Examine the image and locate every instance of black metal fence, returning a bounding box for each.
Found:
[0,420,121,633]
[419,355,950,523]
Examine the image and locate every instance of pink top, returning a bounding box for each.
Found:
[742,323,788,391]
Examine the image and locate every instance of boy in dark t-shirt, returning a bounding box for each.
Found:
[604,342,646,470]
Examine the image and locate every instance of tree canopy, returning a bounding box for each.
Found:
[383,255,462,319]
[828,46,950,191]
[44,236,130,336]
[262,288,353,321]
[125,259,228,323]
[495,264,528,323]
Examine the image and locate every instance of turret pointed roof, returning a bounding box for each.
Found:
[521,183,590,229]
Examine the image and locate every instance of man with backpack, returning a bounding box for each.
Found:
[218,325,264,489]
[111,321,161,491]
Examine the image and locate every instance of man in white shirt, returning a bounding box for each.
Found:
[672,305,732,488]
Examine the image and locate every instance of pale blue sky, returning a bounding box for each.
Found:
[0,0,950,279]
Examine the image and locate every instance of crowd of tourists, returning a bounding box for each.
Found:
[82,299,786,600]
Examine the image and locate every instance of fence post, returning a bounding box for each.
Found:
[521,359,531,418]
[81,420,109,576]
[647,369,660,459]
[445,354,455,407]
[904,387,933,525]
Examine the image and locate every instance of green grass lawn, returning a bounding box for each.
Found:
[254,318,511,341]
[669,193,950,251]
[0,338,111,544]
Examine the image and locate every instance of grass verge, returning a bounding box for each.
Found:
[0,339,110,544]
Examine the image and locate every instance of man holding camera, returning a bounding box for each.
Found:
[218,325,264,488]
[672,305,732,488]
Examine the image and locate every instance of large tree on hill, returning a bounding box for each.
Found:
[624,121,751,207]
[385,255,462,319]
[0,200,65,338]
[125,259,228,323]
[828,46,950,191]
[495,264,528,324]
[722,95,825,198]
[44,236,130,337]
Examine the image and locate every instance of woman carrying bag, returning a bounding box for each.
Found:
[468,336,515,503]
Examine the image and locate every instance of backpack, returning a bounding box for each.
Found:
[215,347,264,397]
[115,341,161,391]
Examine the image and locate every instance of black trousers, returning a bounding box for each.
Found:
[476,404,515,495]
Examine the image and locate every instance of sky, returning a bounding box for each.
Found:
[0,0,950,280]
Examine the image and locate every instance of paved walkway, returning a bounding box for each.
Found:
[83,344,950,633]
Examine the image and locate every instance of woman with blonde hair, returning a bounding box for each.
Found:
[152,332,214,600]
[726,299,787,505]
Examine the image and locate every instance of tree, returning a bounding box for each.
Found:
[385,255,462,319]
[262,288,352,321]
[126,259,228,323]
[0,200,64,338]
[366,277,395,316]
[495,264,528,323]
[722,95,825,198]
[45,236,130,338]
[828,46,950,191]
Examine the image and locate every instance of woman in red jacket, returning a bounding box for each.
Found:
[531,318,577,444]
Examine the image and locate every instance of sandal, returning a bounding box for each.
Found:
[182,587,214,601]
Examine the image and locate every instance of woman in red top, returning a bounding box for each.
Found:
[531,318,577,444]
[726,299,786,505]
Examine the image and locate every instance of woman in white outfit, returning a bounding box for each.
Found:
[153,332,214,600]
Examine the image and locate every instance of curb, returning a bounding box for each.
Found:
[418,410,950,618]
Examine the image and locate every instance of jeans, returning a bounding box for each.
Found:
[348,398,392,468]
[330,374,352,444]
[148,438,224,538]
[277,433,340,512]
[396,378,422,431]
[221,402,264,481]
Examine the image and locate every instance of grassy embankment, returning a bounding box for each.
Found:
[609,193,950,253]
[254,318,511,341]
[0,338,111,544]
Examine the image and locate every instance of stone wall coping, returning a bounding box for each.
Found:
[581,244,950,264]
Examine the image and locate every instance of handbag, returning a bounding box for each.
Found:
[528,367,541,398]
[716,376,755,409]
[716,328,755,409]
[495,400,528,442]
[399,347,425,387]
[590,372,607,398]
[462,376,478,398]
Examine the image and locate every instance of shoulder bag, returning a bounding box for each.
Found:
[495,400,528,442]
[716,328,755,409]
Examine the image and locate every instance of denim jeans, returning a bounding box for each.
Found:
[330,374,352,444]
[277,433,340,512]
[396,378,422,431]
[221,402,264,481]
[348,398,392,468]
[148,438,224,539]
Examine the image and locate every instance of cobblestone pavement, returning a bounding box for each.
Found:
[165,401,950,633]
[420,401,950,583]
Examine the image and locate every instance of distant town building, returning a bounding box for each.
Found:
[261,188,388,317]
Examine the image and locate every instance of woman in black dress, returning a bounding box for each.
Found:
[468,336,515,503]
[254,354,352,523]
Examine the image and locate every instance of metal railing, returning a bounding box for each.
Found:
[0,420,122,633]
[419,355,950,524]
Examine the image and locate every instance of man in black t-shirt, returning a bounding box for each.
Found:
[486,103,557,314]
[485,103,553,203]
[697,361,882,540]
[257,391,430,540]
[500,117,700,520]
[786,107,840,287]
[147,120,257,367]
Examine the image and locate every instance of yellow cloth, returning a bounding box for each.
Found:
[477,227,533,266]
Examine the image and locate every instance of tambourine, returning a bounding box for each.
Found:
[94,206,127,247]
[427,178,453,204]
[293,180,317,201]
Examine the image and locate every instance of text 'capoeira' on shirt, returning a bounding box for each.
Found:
===
## TASK DIRECTIONS
Copy every one of the records above, word for word and in the same order.

## EXERCISE RESULT
Examine the image and locate every instance of black metal fence, returning a bounding box for each.
Found:
[0,420,121,633]
[419,355,950,523]
Examine the image and locate every instance of pink top, returning a bounding box for each.
Found:
[742,323,788,391]
Examine the image and locate every instance of boy in dark t-shirt, returning a bounding box for each.
Found:
[604,342,646,470]
Examine the image and locate every instance of tree canopy, returning a bounding box for each.
Found:
[383,255,462,319]
[828,46,950,191]
[44,236,130,336]
[262,288,353,321]
[125,259,228,323]
[495,264,528,323]
Examine the image and locate every instance of turret pointed roof, returning a bounding box for each.
Found:
[521,183,590,229]
Examine the image and locate every instance of man with backpack, returning a bounding box for each.
Found:
[218,325,264,489]
[111,321,161,491]
Examine the image and locate every instance of man in white shirt, returning a bounding box for each.
Found:
[672,305,732,488]
Examine the image and locate every instance of pale blue sky, returning a bounding box for each.
Found:
[0,0,950,279]
Examine the image and locate every instance of crowd of tourists, returning a bounding box for each.
Found:
[82,299,786,600]
Examine the image and locate every instance of fence post, returning a bounding box for each.
Found:
[521,359,531,418]
[81,420,109,576]
[647,369,660,459]
[445,354,455,407]
[904,387,933,525]
Examine the image and locate every instance of green grass lawn, returning a bounding box for each.
Found:
[254,318,511,341]
[669,193,950,251]
[0,338,111,544]
Examine the image and locate every instance of grass verge, returning a bounding box for each.
Found:
[0,339,110,544]
Examine the image and locate every instance of man holding camera, returning a bounding box for each.
Found:
[218,325,264,488]
[672,305,732,488]
Examine the image and locate every instance of large tree on hill, returning a bounding box for each.
Found:
[624,121,751,207]
[385,255,462,319]
[0,200,65,338]
[125,259,228,323]
[828,46,950,191]
[495,264,528,324]
[722,95,825,198]
[44,236,130,337]
Examine the image and locate every instance of woman carrying bag, returning a bounding box for each.
Found:
[468,336,515,503]
Examine the image and locate every instance of backpack, returning a bounding box for each.
Found:
[215,347,264,397]
[115,341,161,391]
Examine the image and locate every instance of black trousers, returning a bounding box for each.
Found:
[476,404,515,495]
Examine the image and locate every instance of sky, returning a bounding box for each.
Found:
[0,0,950,280]
Examine the image and locate every instance of paved walkway, returning a bounding box for each.
Found:
[83,344,950,633]
Examine the image and locate every instance of woman with blonde hair, returning a bounding box for each.
Found:
[152,332,214,600]
[726,299,787,505]
Examine the image and locate every instance of tree, returning a bounding box for each.
Found:
[385,255,462,319]
[262,288,352,321]
[126,259,228,323]
[0,200,64,338]
[366,277,395,316]
[495,264,528,323]
[722,95,825,198]
[45,236,130,338]
[828,46,950,191]
Examine the image and locate every instance of woman in red jacket, returning a bounding box for each.
Found:
[531,318,577,444]
Examine the image and locate every instance of sandal, returning a bounding box for each.
Found:
[182,587,214,601]
Examine the image and locate every instance of woman in red top, returning a bounding box for each.
Found:
[531,318,577,444]
[726,299,786,505]
Examine the image and locate every instance of woman in white outfit, returning a bounding box for each.
Found:
[153,332,214,600]
Examine the image and locate every instance of curb, returning a bounding box for each.
Found:
[418,410,950,618]
Examine the image and locate every instance of jeans, returning a bounding box for each.
Found:
[348,398,392,468]
[330,374,352,444]
[148,438,224,538]
[277,433,340,512]
[396,378,422,431]
[221,402,264,481]
Examine the image and locate every instance of grassy embankment, returning a bounding box for each.
Found:
[609,193,950,253]
[254,318,511,341]
[0,338,111,544]
Examine the image and locate every instance of stone wall coping, returning a bounding box for each.
Found:
[581,244,950,264]
Examine the image and locate every instance of handbag, returning a bounding box for each.
Found:
[528,367,541,398]
[716,376,755,409]
[716,328,755,409]
[495,400,528,442]
[399,347,425,387]
[590,372,607,398]
[462,376,478,398]
Examine the image and locate every instance of shoulder bag, returning a bounding box for each.
Found:
[495,400,528,442]
[716,328,755,409]
Examine the image and locate every instance of denim jeans, returning a bounding box for each.
Found:
[330,374,352,444]
[277,433,340,512]
[396,378,422,431]
[221,402,264,481]
[348,398,392,468]
[148,438,224,539]
Examine the image and locate every instance of cobblestone pavement, returning a bounding box for each.
Found:
[165,401,950,633]
[420,401,950,583]
Examine the image and locate every instance of distant town building, returning a bounding box for each.
Found:
[261,188,388,317]
Examine the image and locate every instance of woman in black dress, returning a bounding box for each.
Found:
[468,336,515,503]
[254,354,352,523]
Examine the image and locate every instance of metal railing, returning a bounding box for each.
Found:
[0,420,122,633]
[419,355,950,524]
Examine the image and locate every instance of man in black t-shirt, returning a bounding box for each.
Found:
[486,103,557,314]
[485,103,553,203]
[697,361,882,540]
[257,391,430,540]
[500,117,700,520]
[786,107,840,287]
[147,120,257,367]
Examine the image and locate every instance of yellow cloth, returning a bounding box for each.
Found:
[477,227,533,266]
Examine the image and locate every instance of tambourine, returning a bounding box for each.
Found:
[94,206,127,247]
[427,178,453,204]
[293,180,317,201]
Examine the image and locate every instance of text 'capoeira' on shirt, returning a bounding box for each.
Found:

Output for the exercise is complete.